* _Passage_
Class ResumeImportFrom

java.lang.Object
io.deephaven.kafka.ingest.ResumeImportFrom

public class ResumeImportFrom
extends Object
Utility to copy source file records from one checkpoint to another, with zero size so that a Kafka import resumes from where it left off. This must not be called while an ingester is running for the provided table.
  • Constructor Details

  • Method Details

    • resumeFrom

      public static void resumeFrom​(String disName, String namespace, String tableName, String priorColumnPartition, String newColumnPartition, ResumeImportFrom.Behavior behavior)
      Copy the checkpoint records from a prior column partition to a new column partition. This is intended to allow you to resume a Kafka stream from where you left off on a prior ingestion, without having to keep the prior data around until you are ready to ingest the new data
      Parameters:
      disName - the name of the DIS configuration that defines our storage location
      namespace - the namespace of the table
      tableName - the table name
      priorColumnPartition - the column partition to copy Kafka offsets from
      newColumnPartition - the column partition to copy Kafka offsets to
      behavior - the behavior when an existing new column partition is found
    • resumeFrom

      public static void resumeFrom​(com.fishlib.io.logger.Logger logger, String disName, String namespace, String tableName, String priorColumnPartition, String newColumnPartition, ResumeImportFrom.Behavior behavior)
      Copy the checkpoint records from a prior column partition to a new column partition. This is intended to allow you to resume a Kafka stream from where you left off on a prior ingestion, without having to keep the prior data around until you are ready to ingest the new data
      Parameters:
      logger - logger for skipped or overwritten locations
      disName - the name of the DIS configuration that defines our storage location
      namespace - the namespace of the table
      tableName - the table name
      priorColumnPartition - the column partition to copy Kafka offsets from
      newColumnPartition - the column partition to copy Kafka offsets to
      behavior - the behavior when an existing new column partition is found
    • resumeAtOffset

      public static void resumeAtOffset​(String disName, String namespace, String tableName, String columnPartition, boolean overwrite, boolean truncate, String topic, int kafkaPartition, long newOffset)

* _Required tasks_
**A)** Return the part of the ResumeImportFrom documentation from "public class ResumeImportFrom" to "the provided table.", copied word for word.
**B)** Pick up the ResumeImportFrom documentation after its last line and keep writing it.

* _Supplied records_
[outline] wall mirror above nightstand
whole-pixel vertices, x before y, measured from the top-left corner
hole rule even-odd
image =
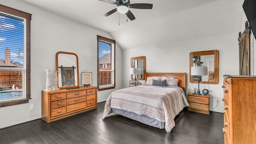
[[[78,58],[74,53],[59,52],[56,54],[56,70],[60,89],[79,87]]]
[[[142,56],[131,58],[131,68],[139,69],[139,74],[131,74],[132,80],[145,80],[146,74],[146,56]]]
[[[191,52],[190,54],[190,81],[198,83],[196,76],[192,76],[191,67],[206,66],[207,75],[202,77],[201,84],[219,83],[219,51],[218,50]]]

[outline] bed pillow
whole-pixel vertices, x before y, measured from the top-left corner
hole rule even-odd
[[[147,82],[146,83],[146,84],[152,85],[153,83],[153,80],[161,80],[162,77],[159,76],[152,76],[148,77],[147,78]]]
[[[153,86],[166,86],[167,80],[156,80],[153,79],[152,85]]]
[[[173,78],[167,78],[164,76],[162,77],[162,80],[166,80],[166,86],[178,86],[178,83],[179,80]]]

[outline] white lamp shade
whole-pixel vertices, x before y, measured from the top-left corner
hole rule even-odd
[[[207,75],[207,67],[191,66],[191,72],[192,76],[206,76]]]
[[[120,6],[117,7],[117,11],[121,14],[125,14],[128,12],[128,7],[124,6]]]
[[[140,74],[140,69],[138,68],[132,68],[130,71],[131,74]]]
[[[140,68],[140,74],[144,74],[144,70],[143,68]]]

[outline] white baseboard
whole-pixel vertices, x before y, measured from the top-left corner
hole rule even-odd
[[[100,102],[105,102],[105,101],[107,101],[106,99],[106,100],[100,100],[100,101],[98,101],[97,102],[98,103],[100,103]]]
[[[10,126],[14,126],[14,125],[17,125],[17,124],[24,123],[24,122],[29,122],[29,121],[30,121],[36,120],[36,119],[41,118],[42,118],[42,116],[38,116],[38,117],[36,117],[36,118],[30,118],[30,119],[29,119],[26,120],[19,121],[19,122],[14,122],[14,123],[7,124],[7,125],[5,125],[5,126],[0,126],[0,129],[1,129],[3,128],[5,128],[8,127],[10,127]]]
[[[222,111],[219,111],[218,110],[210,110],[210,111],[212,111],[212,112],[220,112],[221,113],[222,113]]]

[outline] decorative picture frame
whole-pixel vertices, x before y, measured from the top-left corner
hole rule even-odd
--
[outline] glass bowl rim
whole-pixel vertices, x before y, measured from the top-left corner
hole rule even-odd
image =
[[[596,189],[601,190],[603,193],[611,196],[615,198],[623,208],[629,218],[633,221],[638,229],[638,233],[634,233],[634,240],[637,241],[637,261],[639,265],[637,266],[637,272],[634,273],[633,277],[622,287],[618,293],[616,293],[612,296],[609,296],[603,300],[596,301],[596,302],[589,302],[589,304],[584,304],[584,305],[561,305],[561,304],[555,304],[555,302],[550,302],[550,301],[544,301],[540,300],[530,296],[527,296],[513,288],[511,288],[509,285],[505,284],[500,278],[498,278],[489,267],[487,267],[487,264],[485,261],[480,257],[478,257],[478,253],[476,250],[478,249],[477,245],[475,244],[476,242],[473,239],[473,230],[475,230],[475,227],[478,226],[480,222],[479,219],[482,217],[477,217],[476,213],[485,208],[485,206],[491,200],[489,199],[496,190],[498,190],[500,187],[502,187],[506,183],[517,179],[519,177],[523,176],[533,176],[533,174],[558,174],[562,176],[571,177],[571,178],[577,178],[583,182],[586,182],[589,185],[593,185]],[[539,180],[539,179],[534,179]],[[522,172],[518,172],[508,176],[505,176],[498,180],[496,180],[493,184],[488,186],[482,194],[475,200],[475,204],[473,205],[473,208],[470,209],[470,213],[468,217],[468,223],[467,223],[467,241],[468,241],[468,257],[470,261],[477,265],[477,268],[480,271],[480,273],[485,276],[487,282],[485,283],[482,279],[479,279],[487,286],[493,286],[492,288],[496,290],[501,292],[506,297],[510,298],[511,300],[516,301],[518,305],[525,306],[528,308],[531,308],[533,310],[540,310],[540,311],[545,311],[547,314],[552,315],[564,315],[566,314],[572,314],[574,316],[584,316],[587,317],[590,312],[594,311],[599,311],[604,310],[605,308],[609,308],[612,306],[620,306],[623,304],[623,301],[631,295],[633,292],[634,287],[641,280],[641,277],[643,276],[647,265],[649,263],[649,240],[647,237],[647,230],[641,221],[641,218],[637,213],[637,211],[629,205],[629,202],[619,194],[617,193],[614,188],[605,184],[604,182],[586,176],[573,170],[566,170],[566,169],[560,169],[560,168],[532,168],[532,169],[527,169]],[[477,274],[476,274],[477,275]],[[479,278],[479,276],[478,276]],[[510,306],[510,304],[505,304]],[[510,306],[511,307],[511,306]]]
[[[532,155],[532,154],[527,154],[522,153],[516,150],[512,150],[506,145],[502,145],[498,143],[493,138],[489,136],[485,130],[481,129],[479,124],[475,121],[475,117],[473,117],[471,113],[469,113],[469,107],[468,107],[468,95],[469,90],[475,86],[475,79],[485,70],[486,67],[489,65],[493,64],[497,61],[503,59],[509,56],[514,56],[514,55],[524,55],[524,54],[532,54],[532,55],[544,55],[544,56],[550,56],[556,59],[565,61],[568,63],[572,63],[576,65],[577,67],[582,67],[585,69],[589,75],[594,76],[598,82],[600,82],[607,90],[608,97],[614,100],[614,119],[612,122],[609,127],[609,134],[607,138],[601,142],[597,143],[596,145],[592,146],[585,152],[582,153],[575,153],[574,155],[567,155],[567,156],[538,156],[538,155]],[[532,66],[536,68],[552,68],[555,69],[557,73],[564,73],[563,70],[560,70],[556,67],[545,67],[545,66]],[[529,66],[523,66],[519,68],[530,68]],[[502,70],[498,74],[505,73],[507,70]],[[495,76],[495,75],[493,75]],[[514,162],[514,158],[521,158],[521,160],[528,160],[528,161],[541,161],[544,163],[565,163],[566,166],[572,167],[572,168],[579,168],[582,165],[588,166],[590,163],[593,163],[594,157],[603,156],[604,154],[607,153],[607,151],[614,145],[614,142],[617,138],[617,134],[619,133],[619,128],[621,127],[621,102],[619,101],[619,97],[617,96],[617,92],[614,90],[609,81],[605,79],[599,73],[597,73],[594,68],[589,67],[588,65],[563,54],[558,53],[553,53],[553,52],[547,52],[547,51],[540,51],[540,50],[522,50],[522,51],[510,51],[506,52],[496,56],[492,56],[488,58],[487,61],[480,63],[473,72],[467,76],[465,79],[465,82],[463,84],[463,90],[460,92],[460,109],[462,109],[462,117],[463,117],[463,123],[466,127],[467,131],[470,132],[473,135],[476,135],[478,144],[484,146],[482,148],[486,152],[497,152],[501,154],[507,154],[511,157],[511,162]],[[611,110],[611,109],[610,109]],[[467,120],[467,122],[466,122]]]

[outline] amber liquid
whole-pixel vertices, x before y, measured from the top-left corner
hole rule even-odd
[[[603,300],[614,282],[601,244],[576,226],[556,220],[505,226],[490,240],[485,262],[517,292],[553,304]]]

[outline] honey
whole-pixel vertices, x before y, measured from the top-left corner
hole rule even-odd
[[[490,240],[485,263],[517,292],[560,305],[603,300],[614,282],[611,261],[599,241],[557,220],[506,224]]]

* _Answers to each task_
**A)**
public class ResumeImportFrom
extends Object
Utility to copy source file records from one checkpoint to another, with zero size so that a Kafka import resumes from where it left off. This must not be called while an ingester is running for the provided table.

**B)**
      Write a new checkpoint record for the specified internal partition with a given topic and offset. This is intended to allow you to resume a Kafka stream after a given message that is causing problems with ingestion. If you specify truncate, then the partition will start empty. If you do not specify truncate, then the partition will be appended to when the ingester restarts. If truncate is true, then the existing checkpoint record size is ignored and the size is set to null. If truncate is false, then the existing size record is left intact; but the source file size is changed. If overwrite is false, existing source size records are not changed. If the checkpoint record is not compatible with the desired result, then an error is thrown. Otherwise if the checkpoint record already has the desired offset, no changes are made and no error is thrown. If no existing source size record exists, then the overwrite flag has no effect on the behavior. The internal partition is derived as the kafka topic + "-" + partition". For example a topic of "trades" and a partition of zero maps to an internal partition of "trades-0", which is consistent with the Deephaven Kafka ingester.
      Parameters:
      disName - the name of the DIS configuration that defines our storage location
      namespace - the namespace of the table
      tableName - the table name
      columnPartition - the column partition to copy Kafka offsets to
      overwrite - overwrite an existing partition
      truncate - truncate the partition
      topic - the topic that will be resume from (must match the configured topic)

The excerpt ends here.